What is being asked
Copy out every line of the entries below that contains the word "clicks".
╭─ Records supplied
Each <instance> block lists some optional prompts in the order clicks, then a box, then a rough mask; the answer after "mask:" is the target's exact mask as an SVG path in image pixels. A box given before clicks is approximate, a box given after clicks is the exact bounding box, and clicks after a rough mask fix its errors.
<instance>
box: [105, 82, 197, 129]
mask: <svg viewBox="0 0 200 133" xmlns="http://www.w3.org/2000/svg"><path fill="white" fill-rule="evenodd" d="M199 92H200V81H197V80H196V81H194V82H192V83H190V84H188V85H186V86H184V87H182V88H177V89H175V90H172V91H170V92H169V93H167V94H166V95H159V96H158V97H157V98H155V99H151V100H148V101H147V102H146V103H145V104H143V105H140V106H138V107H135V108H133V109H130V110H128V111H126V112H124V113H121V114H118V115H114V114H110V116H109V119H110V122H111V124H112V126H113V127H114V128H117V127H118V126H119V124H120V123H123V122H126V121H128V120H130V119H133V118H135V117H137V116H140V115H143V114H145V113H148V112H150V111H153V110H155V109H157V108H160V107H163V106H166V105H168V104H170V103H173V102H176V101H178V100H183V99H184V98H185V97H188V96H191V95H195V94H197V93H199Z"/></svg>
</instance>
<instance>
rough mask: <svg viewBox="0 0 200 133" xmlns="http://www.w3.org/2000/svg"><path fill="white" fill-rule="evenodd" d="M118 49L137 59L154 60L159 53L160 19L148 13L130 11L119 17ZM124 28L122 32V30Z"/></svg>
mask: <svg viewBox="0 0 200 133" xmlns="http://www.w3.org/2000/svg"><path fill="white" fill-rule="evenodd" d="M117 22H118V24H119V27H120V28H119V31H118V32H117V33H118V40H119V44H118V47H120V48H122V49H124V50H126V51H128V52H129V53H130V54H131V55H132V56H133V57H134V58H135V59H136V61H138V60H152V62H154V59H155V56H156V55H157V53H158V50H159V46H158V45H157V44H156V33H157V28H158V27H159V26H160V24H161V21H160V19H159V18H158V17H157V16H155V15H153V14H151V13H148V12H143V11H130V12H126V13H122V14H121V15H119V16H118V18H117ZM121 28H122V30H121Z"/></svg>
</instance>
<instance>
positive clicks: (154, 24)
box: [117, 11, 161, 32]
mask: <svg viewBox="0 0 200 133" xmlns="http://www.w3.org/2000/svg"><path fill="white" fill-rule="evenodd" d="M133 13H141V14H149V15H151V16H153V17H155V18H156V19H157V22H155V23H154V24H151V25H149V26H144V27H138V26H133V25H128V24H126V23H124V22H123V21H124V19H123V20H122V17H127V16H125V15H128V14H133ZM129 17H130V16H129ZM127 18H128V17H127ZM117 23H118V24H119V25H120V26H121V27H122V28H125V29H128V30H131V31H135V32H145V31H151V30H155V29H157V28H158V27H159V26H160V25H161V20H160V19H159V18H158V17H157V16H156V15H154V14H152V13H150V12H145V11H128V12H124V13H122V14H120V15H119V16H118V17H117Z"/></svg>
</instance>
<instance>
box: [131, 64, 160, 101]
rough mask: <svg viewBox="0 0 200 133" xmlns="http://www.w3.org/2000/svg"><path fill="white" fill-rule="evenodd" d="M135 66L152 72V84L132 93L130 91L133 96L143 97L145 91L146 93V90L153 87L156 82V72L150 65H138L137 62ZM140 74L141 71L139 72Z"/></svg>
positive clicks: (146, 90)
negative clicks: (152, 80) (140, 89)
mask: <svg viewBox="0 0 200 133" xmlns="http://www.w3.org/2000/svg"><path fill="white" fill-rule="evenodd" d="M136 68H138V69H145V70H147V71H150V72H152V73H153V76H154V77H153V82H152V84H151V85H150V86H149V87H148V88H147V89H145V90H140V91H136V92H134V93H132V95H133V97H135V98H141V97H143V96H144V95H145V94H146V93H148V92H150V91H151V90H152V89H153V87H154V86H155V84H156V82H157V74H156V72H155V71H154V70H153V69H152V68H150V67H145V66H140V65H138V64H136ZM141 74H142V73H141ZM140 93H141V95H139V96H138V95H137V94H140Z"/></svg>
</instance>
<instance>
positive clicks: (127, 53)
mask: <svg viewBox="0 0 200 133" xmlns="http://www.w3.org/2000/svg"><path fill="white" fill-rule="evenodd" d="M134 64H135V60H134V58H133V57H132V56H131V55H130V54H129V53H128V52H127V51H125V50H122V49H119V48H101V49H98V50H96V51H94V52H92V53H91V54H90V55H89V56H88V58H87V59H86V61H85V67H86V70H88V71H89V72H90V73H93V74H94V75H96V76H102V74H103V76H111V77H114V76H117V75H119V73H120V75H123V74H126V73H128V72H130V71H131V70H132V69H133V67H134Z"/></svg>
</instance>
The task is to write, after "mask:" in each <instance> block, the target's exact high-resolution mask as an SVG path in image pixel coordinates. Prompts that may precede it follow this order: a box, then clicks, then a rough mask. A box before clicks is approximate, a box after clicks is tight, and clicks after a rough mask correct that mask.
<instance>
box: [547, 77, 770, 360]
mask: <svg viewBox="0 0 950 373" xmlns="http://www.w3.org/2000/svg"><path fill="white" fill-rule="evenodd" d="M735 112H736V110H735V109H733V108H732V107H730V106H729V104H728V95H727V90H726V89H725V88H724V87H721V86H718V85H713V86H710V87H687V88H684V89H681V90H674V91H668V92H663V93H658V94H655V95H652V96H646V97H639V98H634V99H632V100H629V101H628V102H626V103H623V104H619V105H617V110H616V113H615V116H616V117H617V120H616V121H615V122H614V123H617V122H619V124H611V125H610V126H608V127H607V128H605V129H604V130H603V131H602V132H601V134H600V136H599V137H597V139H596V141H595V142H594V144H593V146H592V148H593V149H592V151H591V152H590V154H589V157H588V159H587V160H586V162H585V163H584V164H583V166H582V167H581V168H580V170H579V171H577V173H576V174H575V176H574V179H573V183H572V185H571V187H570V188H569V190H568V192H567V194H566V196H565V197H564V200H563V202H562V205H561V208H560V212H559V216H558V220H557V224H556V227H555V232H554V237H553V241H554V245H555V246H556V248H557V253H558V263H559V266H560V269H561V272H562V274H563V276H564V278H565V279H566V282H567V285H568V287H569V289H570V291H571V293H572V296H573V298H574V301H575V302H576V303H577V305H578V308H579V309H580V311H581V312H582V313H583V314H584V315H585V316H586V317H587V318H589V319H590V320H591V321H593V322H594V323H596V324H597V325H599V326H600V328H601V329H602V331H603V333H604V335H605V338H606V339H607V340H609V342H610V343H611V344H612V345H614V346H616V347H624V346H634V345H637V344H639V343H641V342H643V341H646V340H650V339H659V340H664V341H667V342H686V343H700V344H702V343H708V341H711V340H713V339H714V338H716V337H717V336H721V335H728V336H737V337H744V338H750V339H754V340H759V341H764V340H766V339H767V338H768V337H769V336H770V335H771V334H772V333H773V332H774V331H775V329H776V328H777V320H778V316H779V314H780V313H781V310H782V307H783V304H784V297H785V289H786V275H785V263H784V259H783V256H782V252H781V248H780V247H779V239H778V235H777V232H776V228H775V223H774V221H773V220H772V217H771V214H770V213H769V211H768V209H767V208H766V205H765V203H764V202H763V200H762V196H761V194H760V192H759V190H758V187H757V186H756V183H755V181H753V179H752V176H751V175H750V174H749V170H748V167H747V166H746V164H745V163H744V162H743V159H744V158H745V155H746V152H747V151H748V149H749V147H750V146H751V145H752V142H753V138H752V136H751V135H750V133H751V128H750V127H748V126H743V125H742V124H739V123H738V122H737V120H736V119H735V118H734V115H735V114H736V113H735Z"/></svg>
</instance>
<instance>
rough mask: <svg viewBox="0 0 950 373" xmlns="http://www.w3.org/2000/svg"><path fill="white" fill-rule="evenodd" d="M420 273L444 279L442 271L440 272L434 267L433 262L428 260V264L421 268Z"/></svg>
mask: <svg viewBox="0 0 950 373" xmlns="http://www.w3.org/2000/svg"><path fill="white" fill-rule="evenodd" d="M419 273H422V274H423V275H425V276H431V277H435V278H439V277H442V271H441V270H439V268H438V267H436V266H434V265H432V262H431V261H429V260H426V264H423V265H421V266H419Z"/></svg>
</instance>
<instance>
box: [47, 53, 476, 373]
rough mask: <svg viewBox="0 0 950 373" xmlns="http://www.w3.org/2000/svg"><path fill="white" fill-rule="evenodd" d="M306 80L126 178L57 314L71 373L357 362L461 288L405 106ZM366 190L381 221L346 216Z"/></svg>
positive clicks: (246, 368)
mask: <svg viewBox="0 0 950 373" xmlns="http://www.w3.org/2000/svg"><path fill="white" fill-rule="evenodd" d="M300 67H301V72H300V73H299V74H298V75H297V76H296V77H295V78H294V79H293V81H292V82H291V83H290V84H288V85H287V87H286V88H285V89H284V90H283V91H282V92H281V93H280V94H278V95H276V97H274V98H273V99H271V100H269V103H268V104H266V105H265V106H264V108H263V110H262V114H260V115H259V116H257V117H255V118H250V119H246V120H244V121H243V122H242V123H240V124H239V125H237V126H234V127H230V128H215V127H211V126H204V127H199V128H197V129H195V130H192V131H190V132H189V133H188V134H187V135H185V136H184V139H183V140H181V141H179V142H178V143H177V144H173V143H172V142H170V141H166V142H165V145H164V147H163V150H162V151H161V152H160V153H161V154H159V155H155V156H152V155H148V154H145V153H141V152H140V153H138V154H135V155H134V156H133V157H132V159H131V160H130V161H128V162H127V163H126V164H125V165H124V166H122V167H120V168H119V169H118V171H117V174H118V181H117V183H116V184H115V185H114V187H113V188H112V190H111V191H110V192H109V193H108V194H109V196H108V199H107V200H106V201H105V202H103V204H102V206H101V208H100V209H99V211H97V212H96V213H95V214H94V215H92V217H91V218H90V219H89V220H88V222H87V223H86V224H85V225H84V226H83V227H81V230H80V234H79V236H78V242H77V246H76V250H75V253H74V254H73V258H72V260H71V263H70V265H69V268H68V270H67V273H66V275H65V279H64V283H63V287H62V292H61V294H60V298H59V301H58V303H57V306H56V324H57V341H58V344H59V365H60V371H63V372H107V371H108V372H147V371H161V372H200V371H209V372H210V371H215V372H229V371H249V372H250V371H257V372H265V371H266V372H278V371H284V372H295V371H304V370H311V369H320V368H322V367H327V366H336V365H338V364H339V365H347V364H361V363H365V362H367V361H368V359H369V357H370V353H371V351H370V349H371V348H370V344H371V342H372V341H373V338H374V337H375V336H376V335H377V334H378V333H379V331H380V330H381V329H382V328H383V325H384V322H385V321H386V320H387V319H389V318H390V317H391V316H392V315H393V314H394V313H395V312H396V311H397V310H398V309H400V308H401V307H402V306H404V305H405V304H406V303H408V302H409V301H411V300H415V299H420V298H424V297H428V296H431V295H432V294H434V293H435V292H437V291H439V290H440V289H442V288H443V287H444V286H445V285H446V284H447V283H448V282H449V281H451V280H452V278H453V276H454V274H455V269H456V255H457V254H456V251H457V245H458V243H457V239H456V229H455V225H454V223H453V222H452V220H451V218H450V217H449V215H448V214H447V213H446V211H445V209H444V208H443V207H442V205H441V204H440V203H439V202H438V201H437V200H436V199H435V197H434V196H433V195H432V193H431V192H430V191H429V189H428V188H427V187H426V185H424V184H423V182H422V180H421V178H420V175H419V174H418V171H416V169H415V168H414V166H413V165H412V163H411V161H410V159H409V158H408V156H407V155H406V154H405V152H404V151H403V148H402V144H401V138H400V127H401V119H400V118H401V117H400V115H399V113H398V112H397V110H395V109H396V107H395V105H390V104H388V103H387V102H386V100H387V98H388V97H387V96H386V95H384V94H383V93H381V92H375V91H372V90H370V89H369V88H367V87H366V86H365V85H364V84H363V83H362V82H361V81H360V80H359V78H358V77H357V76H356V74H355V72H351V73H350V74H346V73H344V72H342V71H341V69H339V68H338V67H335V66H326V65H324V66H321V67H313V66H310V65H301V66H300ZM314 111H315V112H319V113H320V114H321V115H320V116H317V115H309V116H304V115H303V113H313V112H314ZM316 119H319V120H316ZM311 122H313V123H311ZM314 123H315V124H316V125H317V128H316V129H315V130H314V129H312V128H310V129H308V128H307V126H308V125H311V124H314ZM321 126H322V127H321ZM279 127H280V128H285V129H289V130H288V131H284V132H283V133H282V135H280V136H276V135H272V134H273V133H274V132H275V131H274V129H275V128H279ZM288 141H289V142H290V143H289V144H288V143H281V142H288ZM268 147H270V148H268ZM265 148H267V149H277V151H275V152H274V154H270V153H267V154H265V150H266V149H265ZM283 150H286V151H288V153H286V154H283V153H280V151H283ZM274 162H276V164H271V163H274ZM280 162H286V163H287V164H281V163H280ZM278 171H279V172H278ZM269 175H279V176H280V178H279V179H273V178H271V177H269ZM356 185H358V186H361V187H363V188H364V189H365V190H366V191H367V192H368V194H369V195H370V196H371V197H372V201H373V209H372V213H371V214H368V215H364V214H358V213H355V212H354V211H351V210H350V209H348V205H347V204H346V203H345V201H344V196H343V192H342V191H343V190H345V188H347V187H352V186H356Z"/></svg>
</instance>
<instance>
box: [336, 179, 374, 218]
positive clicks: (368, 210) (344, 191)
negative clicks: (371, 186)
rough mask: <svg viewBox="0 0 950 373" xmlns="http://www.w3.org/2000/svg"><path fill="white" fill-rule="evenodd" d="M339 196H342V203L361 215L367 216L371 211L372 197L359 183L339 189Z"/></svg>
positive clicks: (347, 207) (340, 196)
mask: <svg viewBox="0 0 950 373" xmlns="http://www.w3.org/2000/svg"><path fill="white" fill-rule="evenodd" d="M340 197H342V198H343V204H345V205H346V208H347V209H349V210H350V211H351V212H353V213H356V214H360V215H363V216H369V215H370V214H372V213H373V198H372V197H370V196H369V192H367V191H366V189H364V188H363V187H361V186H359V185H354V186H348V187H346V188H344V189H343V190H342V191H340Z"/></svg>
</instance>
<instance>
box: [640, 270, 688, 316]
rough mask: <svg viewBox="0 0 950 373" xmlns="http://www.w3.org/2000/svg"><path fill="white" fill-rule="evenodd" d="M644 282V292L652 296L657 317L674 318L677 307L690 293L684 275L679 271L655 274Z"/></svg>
╰─
Answer space
Each <instance> block lists some optional prompts in the order clicks, then a box, then a rough mask; the answer after "mask:" is the target's exact mask as an SVG path in image pixels. A box given before clicks is approximate, a box given after clicks is the exact bounding box, and clicks after a rough mask fix its errors.
positive clicks: (154, 24)
positive clicks: (146, 90)
negative clicks: (152, 80) (140, 89)
positive clicks: (127, 53)
The task is to write, after "mask:" in each <instance> block, the target's exact high-resolution mask as an SVG path in image pixel coordinates. Prompts that may precede it follow this order: a box, then clicks, then a rough mask. A box before clicks is approximate, a box after clicks is tight, and clicks after a rough mask correct that mask.
positive clicks: (246, 368)
positive clicks: (368, 210) (344, 191)
negative clicks: (371, 186)
positive clicks: (347, 207) (340, 196)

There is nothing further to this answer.